→ **TASK DESCRIPTION**: Give back the entire listing verbatim.

→ **DATA FOR THIS TASK**:
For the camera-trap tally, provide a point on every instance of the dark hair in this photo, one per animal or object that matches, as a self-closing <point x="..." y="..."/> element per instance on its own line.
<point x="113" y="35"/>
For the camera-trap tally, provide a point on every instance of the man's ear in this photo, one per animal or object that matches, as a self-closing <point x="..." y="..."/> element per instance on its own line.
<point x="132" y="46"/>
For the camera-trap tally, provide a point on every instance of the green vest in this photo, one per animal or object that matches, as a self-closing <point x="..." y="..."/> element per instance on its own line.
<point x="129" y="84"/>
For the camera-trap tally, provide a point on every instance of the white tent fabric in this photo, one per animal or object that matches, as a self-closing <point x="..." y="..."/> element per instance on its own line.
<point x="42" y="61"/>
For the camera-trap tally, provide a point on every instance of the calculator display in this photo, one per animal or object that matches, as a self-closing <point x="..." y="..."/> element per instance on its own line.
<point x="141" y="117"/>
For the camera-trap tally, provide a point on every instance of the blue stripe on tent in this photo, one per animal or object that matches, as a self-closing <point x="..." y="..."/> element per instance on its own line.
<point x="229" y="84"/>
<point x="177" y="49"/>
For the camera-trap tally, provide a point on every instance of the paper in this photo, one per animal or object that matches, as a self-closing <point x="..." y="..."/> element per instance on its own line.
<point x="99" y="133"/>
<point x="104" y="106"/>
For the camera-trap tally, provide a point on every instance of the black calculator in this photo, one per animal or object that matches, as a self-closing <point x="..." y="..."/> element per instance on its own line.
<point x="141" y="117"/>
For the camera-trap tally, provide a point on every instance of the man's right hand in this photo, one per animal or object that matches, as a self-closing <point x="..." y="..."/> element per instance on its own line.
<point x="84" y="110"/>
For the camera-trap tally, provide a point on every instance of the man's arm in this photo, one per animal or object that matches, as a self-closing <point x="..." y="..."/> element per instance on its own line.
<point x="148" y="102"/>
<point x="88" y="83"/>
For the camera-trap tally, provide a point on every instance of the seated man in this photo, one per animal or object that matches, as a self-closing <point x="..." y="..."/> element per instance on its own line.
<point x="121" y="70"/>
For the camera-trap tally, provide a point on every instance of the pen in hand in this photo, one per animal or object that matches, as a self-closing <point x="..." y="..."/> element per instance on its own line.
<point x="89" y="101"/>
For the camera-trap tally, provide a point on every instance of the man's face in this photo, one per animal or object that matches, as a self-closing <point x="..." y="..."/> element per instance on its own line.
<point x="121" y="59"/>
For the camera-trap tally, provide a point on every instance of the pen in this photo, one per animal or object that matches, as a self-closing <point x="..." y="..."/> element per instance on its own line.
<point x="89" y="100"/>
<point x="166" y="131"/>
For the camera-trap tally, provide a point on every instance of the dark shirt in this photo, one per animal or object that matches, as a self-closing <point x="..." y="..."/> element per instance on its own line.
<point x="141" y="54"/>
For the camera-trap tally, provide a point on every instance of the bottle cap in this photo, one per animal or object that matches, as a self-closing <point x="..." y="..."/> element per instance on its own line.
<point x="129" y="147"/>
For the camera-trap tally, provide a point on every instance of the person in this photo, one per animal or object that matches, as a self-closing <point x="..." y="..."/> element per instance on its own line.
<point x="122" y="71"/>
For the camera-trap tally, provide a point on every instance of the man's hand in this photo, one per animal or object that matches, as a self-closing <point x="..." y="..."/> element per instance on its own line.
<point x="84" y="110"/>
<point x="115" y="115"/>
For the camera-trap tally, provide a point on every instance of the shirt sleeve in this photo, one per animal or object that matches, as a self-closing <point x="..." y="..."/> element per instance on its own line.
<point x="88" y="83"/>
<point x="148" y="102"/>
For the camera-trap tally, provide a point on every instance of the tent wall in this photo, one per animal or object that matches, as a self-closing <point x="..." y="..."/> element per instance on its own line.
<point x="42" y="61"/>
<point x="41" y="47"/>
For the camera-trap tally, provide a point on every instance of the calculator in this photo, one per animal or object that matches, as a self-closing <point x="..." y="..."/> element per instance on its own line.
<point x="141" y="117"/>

→ **RESULT**:
For the camera-trap tally, provide a point on every instance of the dark hair in this photo, one per animal or object that matches, as a self-closing <point x="..." y="..."/> element per instance on its own line.
<point x="113" y="35"/>
For the camera-trap tally, provide a point on every instance of the man's ear in this photo, one per animal or object that matches, as a self-closing <point x="..." y="..."/> element per instance on its own line.
<point x="132" y="46"/>
For the camera-trap tally, provide a point on every instance of the green vest in this photo, one per animal or object that matches, as a self-closing <point x="..." y="..."/> element per instance on its own line.
<point x="129" y="84"/>
For the camera-trap tally, provide a point on every instance of the white tent fabric in this photo, one per animal or object that matches, as a self-closing <point x="..." y="..."/> element per instance on its own line.
<point x="42" y="61"/>
For the camera-trap tally, provide a point on every instance of the calculator display in this photo, one per animal or object that matches, as a self-closing <point x="..." y="..."/> element per instance on its own line.
<point x="141" y="117"/>
For the camera-trap tally, provide a point on every instance of the blue stripe on tent in this photo, one per animal or object that matches, as a self-closing <point x="..." y="..."/> element per instance on its own line.
<point x="229" y="84"/>
<point x="177" y="49"/>
For the camera-trap tally, provide a point on every instance of the paper in this photo, one per animal or object that matches, as a self-closing <point x="..." y="..."/> element per instance on its own line.
<point x="99" y="133"/>
<point x="104" y="106"/>
For the camera-trap tally, provide a point on every instance of the black calculator in this photo, one per animal or object that matches, as a self-closing <point x="..." y="..."/> element per instance on its own line.
<point x="141" y="117"/>
For the camera-trap tally, provide a point on every instance of the man's right hand in this photo, one per animal or object that matches, as a self-closing <point x="..." y="..."/> element per instance on its own line.
<point x="84" y="110"/>
For the camera-trap tally, provide a point on every instance of the man's arm in this photo, one per animal or object that matches, as a self-closing <point x="..." y="..."/> element per instance on its own line.
<point x="148" y="102"/>
<point x="88" y="83"/>
For the camera-trap tally, provide a point on every instance of the seated man in this photo, one per animal or object that matches, as a self-closing <point x="..." y="..."/> element per instance on its own line.
<point x="121" y="70"/>
For the camera-trap tally, provide a point on every instance of the pen in hand in this photo, one per animal or object that matches, as a self-closing <point x="..." y="..."/> element per instance on its own line.
<point x="89" y="101"/>
For the camera-trap tally, provide a point on every instance of the man's face in this photo, one per animal or object that matches, as a self-closing <point x="..." y="..."/> element per instance on its own line.
<point x="121" y="59"/>
For the camera-trap tally, provide a point on every instance of the pen in this photo, one per animal or object that matches, as a self-closing <point x="..." y="..."/> element per instance on its own line.
<point x="89" y="100"/>
<point x="166" y="131"/>
For the camera-trap tally, provide a point on every instance of the dark shirt in this photo, one per animal or object that matches, as a self-closing <point x="..." y="..."/> element per instance on its own line.
<point x="141" y="54"/>
For the camera-trap tally, provide a point on every instance of the bottle cap in this photo, one per animal or object that matches, as a self-closing <point x="..." y="..."/> element per instance on its own line.
<point x="129" y="147"/>
For the camera-trap tally, provide a point on every instance of the person in this photo, one per animal or object that matches, as a self-closing <point x="..." y="..."/> element per instance on its own line.
<point x="122" y="71"/>
For the camera-trap tally, provide a point on every instance of the man's hand in this photo, one per animal or object that matches, as a self-closing <point x="..." y="..."/> element per instance on its own line.
<point x="84" y="110"/>
<point x="115" y="115"/>
For the camera-trap tally, provide a point on every instance of the shirt sleeve in this photo, one per animal or object that matches, as a self-closing <point x="..." y="..."/> element per instance on its own line.
<point x="88" y="83"/>
<point x="148" y="102"/>
For the camera-trap tally, provide a point on every instance of the tent wall in this photo, one per animal or object that matches, as a self-closing <point x="..." y="..."/> element per instance on its own line.
<point x="42" y="61"/>
<point x="41" y="47"/>
For the camera-trap tally, provide a point on every instance of the calculator in this photo, one per animal or object that matches, as a self-closing <point x="..." y="..."/> element per instance on its own line.
<point x="141" y="117"/>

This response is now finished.